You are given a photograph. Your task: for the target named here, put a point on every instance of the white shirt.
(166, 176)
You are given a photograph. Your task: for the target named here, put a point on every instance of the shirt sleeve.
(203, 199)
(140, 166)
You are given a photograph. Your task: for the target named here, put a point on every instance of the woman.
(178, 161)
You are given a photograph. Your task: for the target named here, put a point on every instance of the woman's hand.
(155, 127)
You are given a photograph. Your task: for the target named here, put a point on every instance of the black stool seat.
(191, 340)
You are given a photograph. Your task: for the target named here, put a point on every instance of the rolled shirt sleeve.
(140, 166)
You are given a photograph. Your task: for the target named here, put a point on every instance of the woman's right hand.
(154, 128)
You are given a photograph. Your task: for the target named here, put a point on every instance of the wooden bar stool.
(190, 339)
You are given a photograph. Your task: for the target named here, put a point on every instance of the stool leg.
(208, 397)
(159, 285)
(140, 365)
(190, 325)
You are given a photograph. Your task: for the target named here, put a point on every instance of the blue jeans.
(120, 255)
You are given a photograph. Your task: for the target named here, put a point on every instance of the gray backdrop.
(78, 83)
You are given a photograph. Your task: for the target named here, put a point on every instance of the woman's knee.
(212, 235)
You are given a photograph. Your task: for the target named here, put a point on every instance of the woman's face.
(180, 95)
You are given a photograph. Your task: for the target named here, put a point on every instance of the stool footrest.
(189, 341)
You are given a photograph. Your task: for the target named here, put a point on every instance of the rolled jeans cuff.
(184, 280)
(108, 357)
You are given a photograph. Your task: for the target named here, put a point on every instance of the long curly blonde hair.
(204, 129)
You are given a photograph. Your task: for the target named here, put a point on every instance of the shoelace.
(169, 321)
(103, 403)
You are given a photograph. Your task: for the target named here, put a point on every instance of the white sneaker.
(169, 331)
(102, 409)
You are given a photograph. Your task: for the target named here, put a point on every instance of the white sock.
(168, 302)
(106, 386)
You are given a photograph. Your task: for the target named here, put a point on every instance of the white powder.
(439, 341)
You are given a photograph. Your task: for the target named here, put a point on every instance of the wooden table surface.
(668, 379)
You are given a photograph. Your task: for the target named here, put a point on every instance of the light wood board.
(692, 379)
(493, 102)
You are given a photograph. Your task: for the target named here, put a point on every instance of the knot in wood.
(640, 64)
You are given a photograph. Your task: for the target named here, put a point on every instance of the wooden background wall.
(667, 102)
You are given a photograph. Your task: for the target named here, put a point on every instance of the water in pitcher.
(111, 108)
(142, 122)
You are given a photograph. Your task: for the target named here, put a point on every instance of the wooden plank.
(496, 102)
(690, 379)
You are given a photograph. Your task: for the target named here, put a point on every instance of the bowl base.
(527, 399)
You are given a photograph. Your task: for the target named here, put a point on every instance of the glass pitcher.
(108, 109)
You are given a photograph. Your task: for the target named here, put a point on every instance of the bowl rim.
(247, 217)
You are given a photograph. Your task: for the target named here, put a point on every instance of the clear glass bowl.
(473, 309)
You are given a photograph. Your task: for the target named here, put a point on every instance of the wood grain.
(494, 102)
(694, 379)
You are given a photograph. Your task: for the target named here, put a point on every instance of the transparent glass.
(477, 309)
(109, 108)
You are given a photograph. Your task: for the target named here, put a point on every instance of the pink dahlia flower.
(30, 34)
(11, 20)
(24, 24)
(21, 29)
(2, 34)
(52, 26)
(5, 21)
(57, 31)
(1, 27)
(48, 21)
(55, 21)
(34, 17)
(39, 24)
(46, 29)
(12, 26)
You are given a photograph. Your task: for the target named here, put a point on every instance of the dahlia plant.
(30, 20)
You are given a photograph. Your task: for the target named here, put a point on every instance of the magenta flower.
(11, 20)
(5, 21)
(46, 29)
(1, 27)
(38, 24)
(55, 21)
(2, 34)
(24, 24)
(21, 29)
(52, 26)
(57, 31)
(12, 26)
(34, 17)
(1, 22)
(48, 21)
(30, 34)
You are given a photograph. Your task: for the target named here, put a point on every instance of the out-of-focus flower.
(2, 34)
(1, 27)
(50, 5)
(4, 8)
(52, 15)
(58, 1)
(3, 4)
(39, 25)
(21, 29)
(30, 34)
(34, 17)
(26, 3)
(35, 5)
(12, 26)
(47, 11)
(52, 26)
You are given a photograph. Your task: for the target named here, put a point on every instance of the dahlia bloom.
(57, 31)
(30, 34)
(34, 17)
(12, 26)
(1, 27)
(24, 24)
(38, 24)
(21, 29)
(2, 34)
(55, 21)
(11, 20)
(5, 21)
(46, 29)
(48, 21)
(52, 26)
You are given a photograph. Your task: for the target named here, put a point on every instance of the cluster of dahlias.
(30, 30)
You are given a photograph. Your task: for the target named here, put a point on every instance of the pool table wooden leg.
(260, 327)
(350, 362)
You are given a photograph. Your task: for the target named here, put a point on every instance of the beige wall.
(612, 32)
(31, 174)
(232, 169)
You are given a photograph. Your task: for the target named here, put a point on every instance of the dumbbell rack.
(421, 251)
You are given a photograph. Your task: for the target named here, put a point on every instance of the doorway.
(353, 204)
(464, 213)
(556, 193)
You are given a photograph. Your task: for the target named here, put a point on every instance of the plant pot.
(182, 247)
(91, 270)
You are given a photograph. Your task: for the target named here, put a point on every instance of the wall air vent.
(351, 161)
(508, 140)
★ ★ ★ ★
Given instruction:
Output the records above in their entirety, exactly.

Exercise response:
You are given a photograph. Your task: for the target named here, put a point on every instance of the white shirt.
(166, 176)
You are given a photograph. Your task: for the target named here, put a point on every instance of the shirt sleeve.
(203, 199)
(140, 166)
You are given a photograph. Your task: for the target named here, put a point on every instance of the woman.
(178, 161)
You are given a photograph. Your task: for the target named here, put a point on every instance of the woman's hand.
(155, 127)
You are given a photograph. Your task: for the target named here, put a point on every instance of the black stool seat.
(191, 340)
You are given a photograph. Your task: for the target named here, put a point on every instance of the rolled shirt sleeve.
(140, 166)
You are given a photograph. Your task: for the target named here, put a point on every instance of the woman's right hand.
(154, 128)
You are given a photograph. Your task: for the target named here, put a point on every instance of the wooden bar stool.
(190, 339)
You are given a photograph. Your task: for the target named here, put a point on every instance of the stool leg.
(208, 397)
(159, 285)
(140, 365)
(190, 325)
You are given a photograph. Your task: for the target named here, put a point on every instance of the blue jeans.
(120, 255)
You are given a photograph. Your task: for the target named here, put a point on every instance of the gray backdrop.
(78, 83)
You are given a photograph. Your task: for the target named here, put a point on every instance of the woman's knee.
(212, 235)
You are given a photograph. Your task: for the target named here, put a point on every instance of the woman's face.
(180, 95)
You are given a photograph. Your task: for the target named here, put a point on every instance of the stool footrest.
(189, 341)
You are given a photograph. Your task: for the target named here, put a point on every instance of the rolled jeans cuff.
(184, 280)
(108, 357)
You are given a photograph. Your task: for the target named here, put a point on every instance of the long curly blonde hair.
(204, 129)
You are given a photograph. Your task: for the target named here, put a point on every instance of the shoelace.
(169, 321)
(103, 403)
You are given a photograph. Your task: for the target named here, put a point on every instance of the white sneaker.
(169, 331)
(102, 409)
You are given a photograph. Your task: for the target named here, put a point on every instance of the white sock.
(168, 302)
(106, 386)
You are given a photograph. Your task: for the target named here, put a point on every instance of the white powder.
(439, 341)
You are given a photograph. Your task: for the target named here, put a point on every instance of the wooden table surface.
(668, 379)
You are given a photograph. Your task: for the target named here, put a point on every instance of the light wood board.
(692, 379)
(493, 102)
You are given a photograph. Your task: for the target named here, put a point on every instance of the knot in wood.
(640, 64)
You are given a photograph. Your task: for the target named here, put a point on every instance of the wooden background wall.
(667, 102)
You are given a photograph. Your task: for the target named here, put a point on every instance of the water in pitcher.
(111, 108)
(142, 122)
You are given a photograph. Your task: for the target named here, put a point on every instance of the wooden plank.
(496, 102)
(690, 379)
You are given a photograph. Your task: for the target named here, put a point on every instance of the bowl base.
(527, 399)
You are given a photograph. Your task: for the target named here, put a point on every instance of the glass pitcher.
(108, 109)
You are given a photograph. Your task: for the target named here, put a point on every instance of the bowl rim.
(247, 217)
You are given a photograph. Your task: for the target named here, put a point on every instance of the clear glass bowl.
(473, 309)
You are given a photograph. Your task: for the target named here, put a point on every instance of the wood grain.
(494, 102)
(694, 379)
You are given a photograph. Your task: for the target named here, put a point on every instance of the transparent glass.
(477, 309)
(109, 108)
You are given a photograph. Your task: for the target named here, put a point on every instance of the pink dahlia flower.
(30, 34)
(11, 20)
(24, 24)
(21, 29)
(2, 34)
(52, 26)
(5, 21)
(57, 31)
(1, 27)
(48, 21)
(55, 21)
(34, 17)
(39, 24)
(46, 29)
(12, 26)
You are given a photograph. Your task: for the target named here, put a point on every instance of the dahlia plant.
(30, 20)
You are given a photograph. Your task: for the target named here, put a point on every instance of the magenta flower.
(11, 20)
(5, 21)
(46, 29)
(1, 27)
(38, 24)
(55, 21)
(2, 34)
(24, 24)
(21, 29)
(52, 26)
(57, 31)
(12, 26)
(34, 17)
(1, 22)
(48, 21)
(30, 34)
You are given a photograph. Your task: for the target named here, put a point on every instance of the out-of-focus flower.
(2, 34)
(1, 27)
(50, 5)
(4, 8)
(52, 15)
(58, 1)
(3, 4)
(39, 25)
(21, 29)
(30, 34)
(34, 17)
(26, 3)
(35, 5)
(12, 26)
(47, 11)
(52, 26)
You are given a photograph. Your task: for the target named here, put a point on every instance of the dahlia bloom.
(57, 31)
(30, 34)
(34, 17)
(12, 26)
(1, 27)
(24, 24)
(38, 24)
(21, 29)
(2, 34)
(55, 21)
(11, 20)
(5, 21)
(46, 29)
(48, 21)
(52, 26)
You are given a photograph. Your task: for the target named here, put a point on every instance of the cluster of dahlias.
(30, 30)
You are given a photograph. Your task: for the target named here, put a point on every instance of the pool table wooden leg.
(260, 327)
(350, 362)
You are given a photograph. Your task: for the target named here, put a point on every instance of the beige wall.
(612, 32)
(31, 174)
(232, 169)
You are given a photograph. Your task: for the target named here, put a point on every instance of the dumbbell rack.
(421, 251)
You are given a photograph. Your task: for the target named here, put a point on every instance of the doorway.
(353, 204)
(464, 213)
(556, 193)
You are given a photograph. Your task: for the target named here, put a point on every instance of the plant pot.
(182, 247)
(91, 270)
You are given a photograph. Your task: for the target named here, put a point on every instance of the wall air vent.
(351, 161)
(508, 140)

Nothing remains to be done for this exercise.